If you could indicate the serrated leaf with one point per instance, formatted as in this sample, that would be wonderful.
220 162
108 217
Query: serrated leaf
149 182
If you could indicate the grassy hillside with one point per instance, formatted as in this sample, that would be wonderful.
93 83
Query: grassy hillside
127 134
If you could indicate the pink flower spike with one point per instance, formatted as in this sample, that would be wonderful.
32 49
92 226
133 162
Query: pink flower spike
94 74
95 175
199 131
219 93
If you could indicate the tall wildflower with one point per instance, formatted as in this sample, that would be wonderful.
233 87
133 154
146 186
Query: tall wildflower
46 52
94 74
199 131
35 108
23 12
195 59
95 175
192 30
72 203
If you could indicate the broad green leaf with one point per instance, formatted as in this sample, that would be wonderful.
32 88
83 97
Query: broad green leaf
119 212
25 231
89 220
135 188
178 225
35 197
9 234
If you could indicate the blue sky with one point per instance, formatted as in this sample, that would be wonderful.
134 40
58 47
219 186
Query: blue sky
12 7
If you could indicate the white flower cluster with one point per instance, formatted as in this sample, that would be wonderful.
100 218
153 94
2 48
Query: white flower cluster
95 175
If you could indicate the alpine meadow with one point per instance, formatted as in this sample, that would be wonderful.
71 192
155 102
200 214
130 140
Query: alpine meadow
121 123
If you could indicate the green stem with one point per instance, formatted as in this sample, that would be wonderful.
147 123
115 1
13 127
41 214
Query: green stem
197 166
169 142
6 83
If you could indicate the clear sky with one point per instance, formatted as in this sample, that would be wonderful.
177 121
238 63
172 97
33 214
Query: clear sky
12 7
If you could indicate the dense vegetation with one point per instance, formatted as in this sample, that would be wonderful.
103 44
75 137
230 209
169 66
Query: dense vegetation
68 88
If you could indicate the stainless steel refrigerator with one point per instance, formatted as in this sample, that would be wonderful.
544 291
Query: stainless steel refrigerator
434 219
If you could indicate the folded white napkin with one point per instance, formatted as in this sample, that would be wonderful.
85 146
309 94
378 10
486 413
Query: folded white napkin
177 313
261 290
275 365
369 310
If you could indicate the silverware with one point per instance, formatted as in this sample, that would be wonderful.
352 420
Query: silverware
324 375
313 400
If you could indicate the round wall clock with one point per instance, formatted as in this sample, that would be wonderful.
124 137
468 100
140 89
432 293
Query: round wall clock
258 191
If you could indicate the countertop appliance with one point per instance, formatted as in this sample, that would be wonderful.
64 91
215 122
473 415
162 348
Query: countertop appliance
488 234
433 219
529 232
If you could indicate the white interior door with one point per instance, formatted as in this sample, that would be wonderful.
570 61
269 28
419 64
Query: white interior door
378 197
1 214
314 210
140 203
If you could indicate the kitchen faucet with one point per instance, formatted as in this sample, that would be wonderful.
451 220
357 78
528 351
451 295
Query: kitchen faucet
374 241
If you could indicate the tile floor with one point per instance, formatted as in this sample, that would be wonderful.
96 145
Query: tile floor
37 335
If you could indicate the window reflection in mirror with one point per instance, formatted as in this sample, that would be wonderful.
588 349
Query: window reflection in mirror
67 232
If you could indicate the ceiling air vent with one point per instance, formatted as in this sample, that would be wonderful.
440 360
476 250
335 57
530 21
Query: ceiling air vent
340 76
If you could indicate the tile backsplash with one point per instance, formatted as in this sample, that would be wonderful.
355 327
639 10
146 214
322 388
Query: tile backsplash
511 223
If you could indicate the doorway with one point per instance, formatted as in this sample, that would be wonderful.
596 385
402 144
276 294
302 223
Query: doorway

(Assigned task) All of the material above needs to be retyped word for word.

(Answer for the task)
If you could indicate the serrated leaf with one point per instance, formatted as in this sample, that would be wonderful.
220 162
108 217
Query: serrated leaf
149 182
If you could indicate the grassy hillside with one point per instance, formatted as in this sample, that would be wonderful.
93 83
Query: grassy hillside
127 134
If you could indicate the pink flower spike with one point per instance, formatted as in this sample, that would be wonderful.
32 49
92 226
133 162
Query: pink flower spike
94 74
95 175
199 131
219 93
If you could indicate the tall wildflower with one point per instance, formatted as in this sample, that would be wonderful.
233 87
133 154
146 186
Query: tall wildflower
46 52
94 74
199 131
35 108
23 12
195 59
95 175
192 30
72 203
If you could indicate the broad green leaf with one point per instance, formatted as in this sample, that would be wonderful.
32 88
83 97
Query: broad green leaf
119 212
25 231
89 220
135 188
178 225
35 197
9 234
If you could indicate the blue sky with one point per instance, formatted as in this sample, that would be wonderful.
134 40
58 47
219 186
Query: blue sky
12 7
If you could indicate the white flower cluster with one point per instance, formatted as in this sample, that would be wonderful.
100 218
153 94
2 48
Query: white flower cluster
95 175
If you could indicate the alpine meadow with one point per instance, formatted as in this sample, that would be wonderful.
71 192
155 102
200 214
130 140
Query: alpine meadow
121 123
If you could indicate the green stem with one point per instance, formatted as in this sample, that would be wonderful.
147 123
115 1
13 127
41 214
Query: green stem
197 166
169 142
6 83
If you could indicate the clear sky with one point per instance, formatted as in this sample, that would be wonderful.
177 121
238 63
172 97
33 214
Query: clear sky
12 7
If you could indicate the dense vegetation with one point per instance, formatted as in this sample, that would be wonderful.
103 44
75 137
230 209
169 66
Query: dense vegetation
68 88
If you could indicate the stainless steel refrigerator with one point per instance, formatted as in this sample, that would be wonderful.
544 291
Query: stainless steel refrigerator
434 219
If you could indicate the folded white napkin with one point per instance, formatted as in this sample, that would be wonderful.
85 146
309 94
378 10
486 413
Query: folded white napkin
177 313
261 290
275 365
369 310
If you could indicate the silverware with one point per instance, formatted as in this sample, that would be wonderful.
352 420
Query: silverware
324 375
313 400
If you could indicate the round wall clock with one point per instance, formatted as in this sample, that would be wonderful.
124 137
468 100
140 89
432 293
Query: round wall clock
258 191
If you could indicate the countertop appliance with one point per instance, formatted as in this sample, that would be wonderful.
64 91
215 122
473 415
162 348
Query: countertop appliance
488 234
433 219
529 232
If you could indicate the white interior door with one point per instance, formatted as in this sample, that would be wonderful.
570 61
269 28
419 64
Query: white interior door
378 197
1 214
314 210
140 203
If you could indicate the kitchen faucet with one point per instance, formatted as in this sample, that would be wonderful.
451 220
357 78
528 351
451 295
Query: kitchen faucet
374 241
If you could indicate the tile floor with one point per instance, formatted as in this sample, that would be wonderful.
96 145
Query: tile floor
37 335
If you could indicate the window reflection in mirror with one point per instance, formatted as in this sample, that would be wonderful.
588 349
Query: window reflection in mirror
67 232
If you could indicate the ceiling air vent with one point per instance, formatted as in this sample, that would be wonderful.
440 360
476 250
335 57
530 21
Query: ceiling air vent
340 76
If you could indicate the tile backsplash with one point per instance, formatted as in this sample, that would be wonderful.
355 327
639 10
146 214
322 388
Query: tile backsplash
511 223
If you could indicate the doorway with one point per instance, formatted as in this sample, that would be wonderful.
596 385
402 144
276 294
302 223
Query: doorway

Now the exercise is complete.